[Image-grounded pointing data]
=== Begin Enclosure ===

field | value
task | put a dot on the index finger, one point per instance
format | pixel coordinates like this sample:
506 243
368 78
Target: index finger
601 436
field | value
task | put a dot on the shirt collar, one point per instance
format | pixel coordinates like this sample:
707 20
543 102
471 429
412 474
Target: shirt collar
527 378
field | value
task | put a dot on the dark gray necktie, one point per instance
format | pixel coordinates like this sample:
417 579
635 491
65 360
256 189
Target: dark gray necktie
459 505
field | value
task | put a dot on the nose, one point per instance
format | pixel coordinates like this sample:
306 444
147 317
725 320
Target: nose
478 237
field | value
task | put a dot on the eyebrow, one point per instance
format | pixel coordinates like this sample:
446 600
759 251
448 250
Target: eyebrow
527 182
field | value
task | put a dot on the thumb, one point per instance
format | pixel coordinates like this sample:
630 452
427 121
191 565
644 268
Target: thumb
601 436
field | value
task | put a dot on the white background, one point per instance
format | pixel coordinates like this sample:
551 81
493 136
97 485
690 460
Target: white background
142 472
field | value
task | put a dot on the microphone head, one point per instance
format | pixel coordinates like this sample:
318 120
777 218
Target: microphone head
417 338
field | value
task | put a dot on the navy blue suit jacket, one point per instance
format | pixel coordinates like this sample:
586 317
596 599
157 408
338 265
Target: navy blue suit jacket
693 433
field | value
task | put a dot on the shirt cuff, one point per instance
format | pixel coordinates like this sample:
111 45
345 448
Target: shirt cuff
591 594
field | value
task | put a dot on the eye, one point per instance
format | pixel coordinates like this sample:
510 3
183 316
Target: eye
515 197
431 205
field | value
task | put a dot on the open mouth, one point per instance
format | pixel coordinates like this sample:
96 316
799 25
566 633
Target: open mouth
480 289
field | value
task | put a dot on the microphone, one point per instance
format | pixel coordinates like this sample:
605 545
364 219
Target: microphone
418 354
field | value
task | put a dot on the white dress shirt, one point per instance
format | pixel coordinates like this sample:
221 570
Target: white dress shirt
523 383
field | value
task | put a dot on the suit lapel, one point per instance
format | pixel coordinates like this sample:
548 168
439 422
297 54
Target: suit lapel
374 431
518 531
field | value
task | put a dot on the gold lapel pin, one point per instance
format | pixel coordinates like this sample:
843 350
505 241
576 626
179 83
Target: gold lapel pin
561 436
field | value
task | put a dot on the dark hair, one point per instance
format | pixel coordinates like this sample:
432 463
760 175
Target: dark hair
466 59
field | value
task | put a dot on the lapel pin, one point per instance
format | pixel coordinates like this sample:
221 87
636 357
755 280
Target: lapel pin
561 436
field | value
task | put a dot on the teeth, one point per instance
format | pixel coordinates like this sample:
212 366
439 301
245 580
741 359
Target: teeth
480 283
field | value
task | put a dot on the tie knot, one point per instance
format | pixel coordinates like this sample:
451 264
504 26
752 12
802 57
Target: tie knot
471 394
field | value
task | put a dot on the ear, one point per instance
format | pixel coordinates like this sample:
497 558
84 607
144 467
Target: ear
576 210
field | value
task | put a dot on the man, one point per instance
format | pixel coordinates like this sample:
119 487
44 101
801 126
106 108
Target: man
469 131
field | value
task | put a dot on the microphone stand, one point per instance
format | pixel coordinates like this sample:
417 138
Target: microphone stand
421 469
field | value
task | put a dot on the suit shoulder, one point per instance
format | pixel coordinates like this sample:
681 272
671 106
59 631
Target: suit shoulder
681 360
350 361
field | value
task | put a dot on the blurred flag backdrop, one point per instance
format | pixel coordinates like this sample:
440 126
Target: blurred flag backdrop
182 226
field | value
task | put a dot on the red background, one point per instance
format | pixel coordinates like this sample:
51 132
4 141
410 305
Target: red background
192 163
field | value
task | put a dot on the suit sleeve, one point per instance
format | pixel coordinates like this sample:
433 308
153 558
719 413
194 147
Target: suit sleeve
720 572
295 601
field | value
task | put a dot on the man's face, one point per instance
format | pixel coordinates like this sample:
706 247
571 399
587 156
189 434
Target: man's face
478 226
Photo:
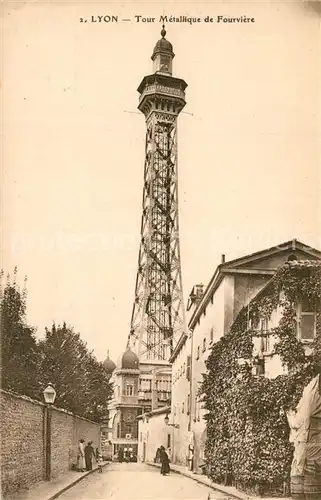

=== End Enclosure ===

**WHAT IS EXPECTED**
When you write out the data, keep every line exact and drop the pictures.

**SOLUTION FOR THIS PROBLEM**
field | value
task | put a dot on the index finger, one point per instance
format | pixel coordinates like this sample:
506 243
368 78
Target: index finger
601 436
field | value
task | put a dot on the shirt collar, one point per instance
format | pixel coordinates like this sample:
707 20
543 102
471 429
412 474
Target: shirt collar
527 378
field | value
task | put a dot on the dark gray necktie, one point per instance
format | pixel coordinates like this sample:
417 579
635 491
65 360
256 189
Target: dark gray necktie
459 505
field | value
task | put a dot on the nose, one point per instance
format | pixel coordinates like this sample:
306 444
147 317
725 320
Target: nose
478 237
field | value
task | put a dot on the eyebrow, one point per instance
format | pixel coordinates like this sample:
446 600
759 251
448 250
Target: eyebrow
527 182
field | value
task | put a dot on the thumb, one point per instance
format | pixel coordinates like this sample:
630 452
427 121
191 565
644 268
Target: thumb
601 436
field | value
task | put a dot on the white background, one point per instance
format | pixel coordinates like this sample:
551 81
493 136
97 485
690 460
Target: white background
142 472
field | value
task | put a dot on the microphone head, one point per instance
format | pixel coordinates like this sample:
318 120
777 218
Target: microphone head
417 338
field | value
task | put a dot on the navy blue suit jacket, one point per instance
format | pixel coordinates like this sample:
586 317
596 599
157 408
338 265
Target: navy blue suit jacket
693 433
field | value
task | put a dot on the shirt cuff, one point per instance
format | pixel coordinates like this sample:
111 45
345 448
Target: shirt cuff
591 594
field | value
task | put a dot on the eye, one point per instance
format | pixel coordinates like this sample:
510 3
183 316
Target: eye
515 197
431 205
field | value
task | put a dot on the open mouth, one point per instance
format | pixel coordinates like this sample:
96 316
799 25
566 633
Target: open mouth
480 289
field | value
task | put a dot on the microphone, one point per instance
format | pixel coordinates like this sample:
605 545
364 219
Target: microphone
418 354
field | value
task | put a dot on the white dress shirt, one point per instance
format | pixel coordinates like this sample:
221 570
Target: white dress shirt
523 383
field | value
task | put a dot on the suit lapel, one point per instance
format | pixel coordinates like this sample:
548 168
439 422
297 54
Target: suit lapel
374 431
518 531
field | value
task | put a dot on the gold lapel pin, one point per instance
format | pixel coordinates like this sample:
843 350
505 241
576 626
179 83
Target: gold lapel pin
561 436
field | value
task | put a dot on the dark hair, one point per instance
format | pixel coordinates like this sample:
432 463
760 175
Target: dark hair
466 59
field | value
task | put a dot on the lapel pin, one point per instance
format | pixel coordinates like this sample:
221 87
636 357
755 280
Target: lapel pin
561 436
field | value
task | put a dot on the teeth, one point per instance
format | pixel coordinates like this sample:
212 366
439 301
245 580
741 359
Target: teeth
480 283
field | value
task | put a dot on the tie knot, one point per instance
format | pixel coordinates like this sample:
451 264
504 26
752 12
802 57
Target: tie knot
471 394
field | value
task | put a dot on the ear, one point per instance
format | pixel coordinates like this sample:
497 558
84 607
144 467
Target: ear
576 210
field | value
task | put a dot on the man, one point per instance
format | pixel coordinates like this sample:
119 487
44 101
801 126
106 108
Target: man
469 131
field | value
task | put a dot on the microphone stand, one point per instance
format | pixel coordinates like this sample:
417 138
Target: microphone stand
421 469
field | value
task | put a dot on the suit shoulder, one point per instance
format | pixel coordinates like this sample:
681 272
671 106
59 631
Target: suit shoulder
681 360
350 361
field | value
task | put a dot on the blurred flag backdrop, one point per instance
format | pixel coordinates like this sample:
440 126
Target: blurred flag backdrop
182 226
field | value
task | put a dot on the red background, one point per instance
format | pixel coordinates like this sample:
51 132
4 141
410 305
Target: red background
192 163
field | value
task | put a dot on the suit sleeve, one point per instance
format | pixel coordinates like this sample:
433 308
153 558
719 413
194 147
Target: suit sleeve
720 572
295 601
field | value
task | put a dot on the man's face, one point per instance
format | pixel coordinates like this sample:
706 247
571 399
587 156
189 434
Target: man's face
478 226
Photo:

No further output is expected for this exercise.